ABOUT THIS TASK:
Copy out exactly, and only, the lines from the one containing "Query: wet boulder" through the end of the entries. No pictures.

TASK DATA:
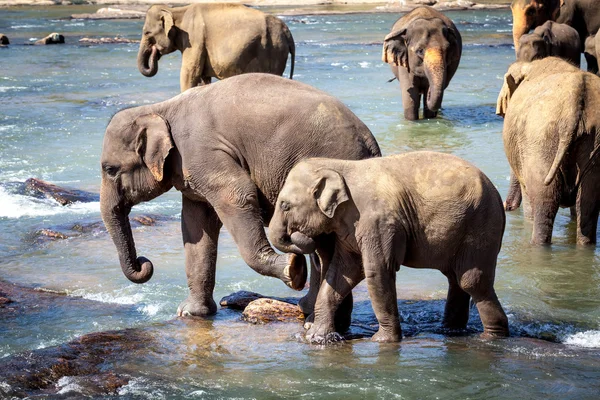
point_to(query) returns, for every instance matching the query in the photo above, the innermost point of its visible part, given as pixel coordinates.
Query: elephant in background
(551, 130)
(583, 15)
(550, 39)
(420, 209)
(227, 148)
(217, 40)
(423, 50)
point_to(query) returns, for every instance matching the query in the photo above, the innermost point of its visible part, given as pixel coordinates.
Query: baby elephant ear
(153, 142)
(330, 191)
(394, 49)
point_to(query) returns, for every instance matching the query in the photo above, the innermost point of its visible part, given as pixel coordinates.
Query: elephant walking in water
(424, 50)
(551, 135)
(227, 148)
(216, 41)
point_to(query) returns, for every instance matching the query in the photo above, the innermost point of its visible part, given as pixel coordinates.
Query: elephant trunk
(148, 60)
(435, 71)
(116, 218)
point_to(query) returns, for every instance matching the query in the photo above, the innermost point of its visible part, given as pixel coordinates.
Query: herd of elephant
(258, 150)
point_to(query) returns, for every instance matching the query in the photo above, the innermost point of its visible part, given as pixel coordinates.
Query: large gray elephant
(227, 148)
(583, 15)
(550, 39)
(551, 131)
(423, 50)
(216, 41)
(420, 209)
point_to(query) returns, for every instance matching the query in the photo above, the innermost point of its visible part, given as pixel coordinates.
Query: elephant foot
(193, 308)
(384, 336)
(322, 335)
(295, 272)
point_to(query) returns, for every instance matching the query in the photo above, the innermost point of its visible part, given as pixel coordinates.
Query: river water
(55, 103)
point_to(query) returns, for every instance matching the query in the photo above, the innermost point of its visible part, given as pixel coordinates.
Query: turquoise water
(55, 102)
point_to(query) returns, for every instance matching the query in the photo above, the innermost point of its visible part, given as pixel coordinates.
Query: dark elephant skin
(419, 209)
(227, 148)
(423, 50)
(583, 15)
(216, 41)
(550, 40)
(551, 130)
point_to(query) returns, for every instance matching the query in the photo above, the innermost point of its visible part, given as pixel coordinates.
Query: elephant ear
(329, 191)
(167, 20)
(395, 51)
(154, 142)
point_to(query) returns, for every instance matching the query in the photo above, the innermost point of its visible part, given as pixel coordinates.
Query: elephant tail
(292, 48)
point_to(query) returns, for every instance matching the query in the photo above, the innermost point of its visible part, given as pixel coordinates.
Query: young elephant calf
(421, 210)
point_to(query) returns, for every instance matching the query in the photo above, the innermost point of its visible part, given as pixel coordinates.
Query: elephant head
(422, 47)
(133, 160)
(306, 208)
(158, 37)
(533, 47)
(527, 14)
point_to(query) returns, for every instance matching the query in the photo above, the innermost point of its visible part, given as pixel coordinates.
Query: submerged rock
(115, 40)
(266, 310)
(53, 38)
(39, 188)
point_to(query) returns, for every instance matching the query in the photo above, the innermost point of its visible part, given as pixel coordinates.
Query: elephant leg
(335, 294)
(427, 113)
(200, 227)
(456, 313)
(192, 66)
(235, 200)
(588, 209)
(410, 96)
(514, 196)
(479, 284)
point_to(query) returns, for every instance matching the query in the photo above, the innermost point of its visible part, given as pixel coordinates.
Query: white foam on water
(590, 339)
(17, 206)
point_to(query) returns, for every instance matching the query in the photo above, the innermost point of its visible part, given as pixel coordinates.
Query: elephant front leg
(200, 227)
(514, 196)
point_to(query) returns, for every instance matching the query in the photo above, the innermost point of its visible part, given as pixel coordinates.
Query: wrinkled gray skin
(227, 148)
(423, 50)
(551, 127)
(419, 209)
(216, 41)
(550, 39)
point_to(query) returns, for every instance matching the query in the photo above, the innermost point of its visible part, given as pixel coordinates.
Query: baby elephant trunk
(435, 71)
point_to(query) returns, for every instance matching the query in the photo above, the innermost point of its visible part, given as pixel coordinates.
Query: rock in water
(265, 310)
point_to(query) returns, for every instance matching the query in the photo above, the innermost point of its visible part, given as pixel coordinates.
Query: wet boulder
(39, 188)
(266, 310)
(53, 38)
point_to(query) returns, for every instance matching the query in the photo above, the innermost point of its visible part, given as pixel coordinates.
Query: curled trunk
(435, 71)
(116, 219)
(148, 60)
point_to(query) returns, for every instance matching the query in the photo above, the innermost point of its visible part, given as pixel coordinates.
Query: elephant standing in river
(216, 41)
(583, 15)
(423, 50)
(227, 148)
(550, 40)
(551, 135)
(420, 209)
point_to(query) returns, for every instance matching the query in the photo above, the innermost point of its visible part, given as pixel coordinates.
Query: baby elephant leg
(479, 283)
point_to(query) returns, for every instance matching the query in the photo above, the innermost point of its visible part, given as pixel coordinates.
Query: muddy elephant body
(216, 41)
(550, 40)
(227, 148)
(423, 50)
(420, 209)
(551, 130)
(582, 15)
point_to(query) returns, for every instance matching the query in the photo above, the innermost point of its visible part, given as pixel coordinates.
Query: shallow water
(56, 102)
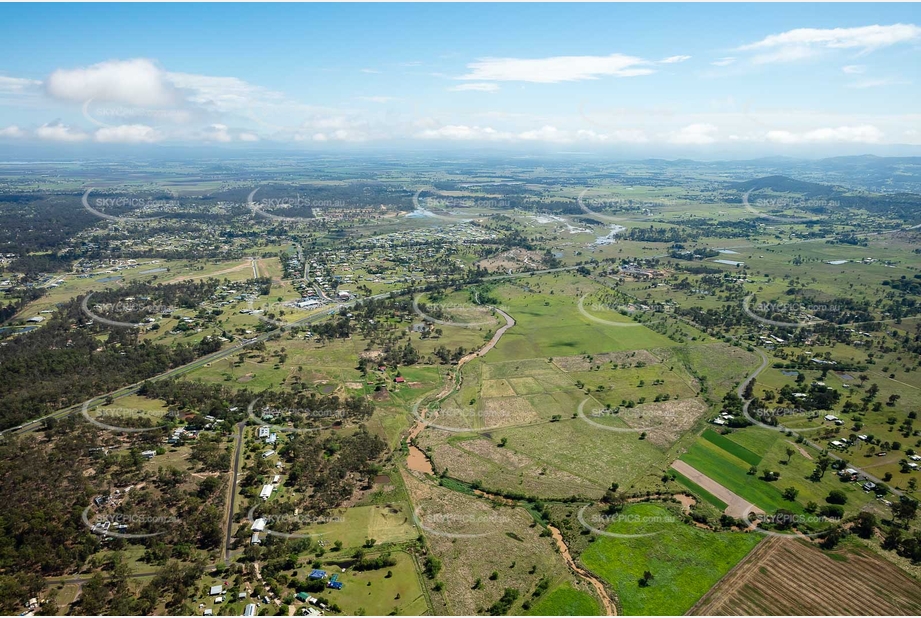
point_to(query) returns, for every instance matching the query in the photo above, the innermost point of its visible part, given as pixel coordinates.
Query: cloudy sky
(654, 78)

WRITTEN RESPONSE:
Query: wet boulder
(39, 188)
(266, 310)
(53, 38)
point_to(query) returns, for every instance matching the query in the photo above, the innermost point of its visible part, given as pixel coordinates.
Query: curled trunk
(435, 71)
(116, 219)
(148, 60)
point_to(query) returns, for every instance matching the query in the photo above, the innermost point of its visible part, given as pixel coordinates.
Query: elephant standing in river
(216, 41)
(583, 15)
(423, 50)
(227, 148)
(550, 40)
(551, 135)
(420, 209)
point_to(query) returns, for every instance matching the query in the photo above, the innermost point of its visible part, given as pixel coordinates.
Query: baby elephant leg
(479, 283)
point_to(query) returns, for every instance matching the query in the photo above, the innermost point of its visible part, given as pixel coordinates.
Query: muddy elephant body
(216, 41)
(550, 40)
(227, 148)
(423, 50)
(420, 209)
(551, 130)
(582, 15)
point_to(query) returns, for every instance matching the query in the photo above, the innermost point of its visible part, given as pixel coordinates.
Query: shallow water
(56, 102)
point_to(query) returns, for every instance matching the query in the photo above, the innermost point of its visible part, given as pixel coordinates.
Query: cloudy sky
(654, 78)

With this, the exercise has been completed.